Exercise objective >> Gather every line in the listing below that contains the word "Target".

Mask labeling examples
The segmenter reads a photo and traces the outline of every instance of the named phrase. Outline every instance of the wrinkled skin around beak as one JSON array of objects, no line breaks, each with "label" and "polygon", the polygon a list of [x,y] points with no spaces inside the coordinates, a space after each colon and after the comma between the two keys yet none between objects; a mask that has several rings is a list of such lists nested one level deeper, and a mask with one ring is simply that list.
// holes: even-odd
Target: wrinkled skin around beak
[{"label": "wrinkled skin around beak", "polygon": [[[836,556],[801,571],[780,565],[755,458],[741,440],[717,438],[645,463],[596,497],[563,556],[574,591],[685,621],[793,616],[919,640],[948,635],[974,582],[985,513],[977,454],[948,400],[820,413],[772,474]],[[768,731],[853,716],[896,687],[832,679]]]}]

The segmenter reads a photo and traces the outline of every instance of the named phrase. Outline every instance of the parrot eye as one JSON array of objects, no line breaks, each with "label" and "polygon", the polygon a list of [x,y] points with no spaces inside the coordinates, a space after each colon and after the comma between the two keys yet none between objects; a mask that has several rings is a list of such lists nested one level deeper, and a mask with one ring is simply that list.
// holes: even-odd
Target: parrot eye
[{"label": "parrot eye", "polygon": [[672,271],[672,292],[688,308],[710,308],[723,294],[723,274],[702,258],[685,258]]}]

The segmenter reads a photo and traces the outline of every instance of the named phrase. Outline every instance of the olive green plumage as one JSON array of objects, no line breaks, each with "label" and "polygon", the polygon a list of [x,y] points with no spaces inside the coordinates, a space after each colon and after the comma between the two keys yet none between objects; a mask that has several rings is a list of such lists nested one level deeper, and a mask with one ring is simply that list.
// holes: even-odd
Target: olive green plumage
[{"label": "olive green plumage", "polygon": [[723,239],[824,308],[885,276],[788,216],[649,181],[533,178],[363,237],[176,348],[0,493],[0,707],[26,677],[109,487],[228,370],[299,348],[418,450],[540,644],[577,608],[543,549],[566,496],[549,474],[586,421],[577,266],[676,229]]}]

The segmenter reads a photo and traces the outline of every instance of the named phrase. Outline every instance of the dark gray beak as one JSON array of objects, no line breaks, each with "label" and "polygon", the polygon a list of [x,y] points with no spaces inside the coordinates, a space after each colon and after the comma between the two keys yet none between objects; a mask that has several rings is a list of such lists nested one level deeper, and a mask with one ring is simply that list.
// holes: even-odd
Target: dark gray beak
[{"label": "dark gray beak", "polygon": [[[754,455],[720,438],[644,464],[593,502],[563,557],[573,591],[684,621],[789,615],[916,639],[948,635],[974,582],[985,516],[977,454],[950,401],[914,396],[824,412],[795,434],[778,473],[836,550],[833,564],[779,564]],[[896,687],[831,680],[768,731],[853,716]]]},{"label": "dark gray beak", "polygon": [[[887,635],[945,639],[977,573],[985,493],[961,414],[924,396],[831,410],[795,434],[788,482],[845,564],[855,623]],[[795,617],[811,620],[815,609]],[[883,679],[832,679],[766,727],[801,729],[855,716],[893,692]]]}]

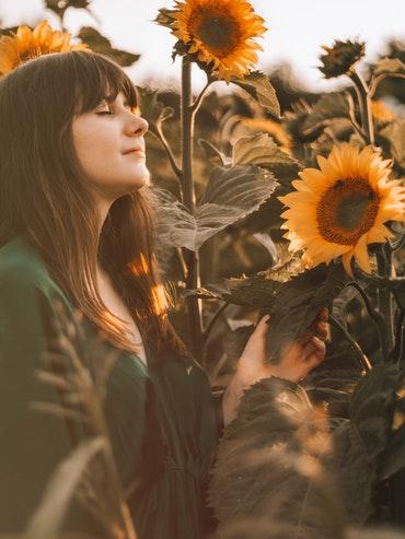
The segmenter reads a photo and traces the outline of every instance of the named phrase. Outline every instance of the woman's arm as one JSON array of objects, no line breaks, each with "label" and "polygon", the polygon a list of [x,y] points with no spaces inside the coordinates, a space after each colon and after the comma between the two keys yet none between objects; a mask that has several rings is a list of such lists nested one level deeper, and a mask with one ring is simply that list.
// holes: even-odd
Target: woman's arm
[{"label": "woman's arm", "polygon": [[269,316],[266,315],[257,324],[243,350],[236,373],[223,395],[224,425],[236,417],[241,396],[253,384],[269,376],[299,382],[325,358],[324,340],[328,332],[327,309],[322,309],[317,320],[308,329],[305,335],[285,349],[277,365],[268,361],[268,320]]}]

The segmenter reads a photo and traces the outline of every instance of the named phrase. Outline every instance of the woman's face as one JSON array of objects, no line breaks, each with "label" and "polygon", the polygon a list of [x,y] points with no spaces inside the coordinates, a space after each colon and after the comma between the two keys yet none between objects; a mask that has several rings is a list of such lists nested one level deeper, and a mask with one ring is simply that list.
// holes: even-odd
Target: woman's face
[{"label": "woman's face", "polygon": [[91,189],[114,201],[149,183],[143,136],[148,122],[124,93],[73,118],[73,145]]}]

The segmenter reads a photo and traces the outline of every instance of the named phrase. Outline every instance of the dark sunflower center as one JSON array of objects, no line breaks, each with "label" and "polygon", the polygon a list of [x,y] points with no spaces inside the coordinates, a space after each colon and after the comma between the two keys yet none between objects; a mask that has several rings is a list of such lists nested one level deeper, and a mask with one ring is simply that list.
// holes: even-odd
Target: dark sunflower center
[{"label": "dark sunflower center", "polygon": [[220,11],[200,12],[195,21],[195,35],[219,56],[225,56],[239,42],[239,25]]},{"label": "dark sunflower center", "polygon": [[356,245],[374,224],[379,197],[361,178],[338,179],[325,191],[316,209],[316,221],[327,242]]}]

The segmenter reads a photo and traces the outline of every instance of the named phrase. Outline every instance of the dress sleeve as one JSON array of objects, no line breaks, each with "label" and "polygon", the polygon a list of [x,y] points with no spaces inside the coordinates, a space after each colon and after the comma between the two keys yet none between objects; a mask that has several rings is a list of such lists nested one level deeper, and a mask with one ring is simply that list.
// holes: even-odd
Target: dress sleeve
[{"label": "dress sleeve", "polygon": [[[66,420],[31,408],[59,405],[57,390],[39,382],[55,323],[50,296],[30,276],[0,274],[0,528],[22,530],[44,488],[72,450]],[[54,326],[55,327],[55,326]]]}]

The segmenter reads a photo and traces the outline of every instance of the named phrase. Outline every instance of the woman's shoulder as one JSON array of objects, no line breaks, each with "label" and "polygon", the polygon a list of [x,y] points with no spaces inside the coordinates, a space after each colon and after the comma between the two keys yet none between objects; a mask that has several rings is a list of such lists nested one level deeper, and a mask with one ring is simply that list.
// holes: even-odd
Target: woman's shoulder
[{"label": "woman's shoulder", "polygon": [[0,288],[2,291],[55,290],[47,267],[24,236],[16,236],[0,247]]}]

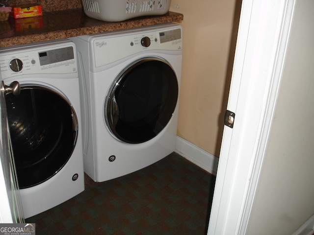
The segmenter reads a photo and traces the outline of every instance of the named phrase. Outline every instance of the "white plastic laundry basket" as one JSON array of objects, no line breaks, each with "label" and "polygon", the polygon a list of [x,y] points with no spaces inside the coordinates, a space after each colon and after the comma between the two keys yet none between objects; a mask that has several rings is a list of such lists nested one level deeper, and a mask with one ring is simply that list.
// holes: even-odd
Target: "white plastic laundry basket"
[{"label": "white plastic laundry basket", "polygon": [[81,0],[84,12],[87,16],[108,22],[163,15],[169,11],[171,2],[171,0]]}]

Solved problem >>
Target: wrinkled skin around beak
Target: parrot eye
Target: olive green plumage
Target: dark gray beak
Target: woman's arm
Target: woman's face
Target: dark sunflower center
Target: dress sleeve
Target: woman's shoulder
Target: "white plastic laundry basket"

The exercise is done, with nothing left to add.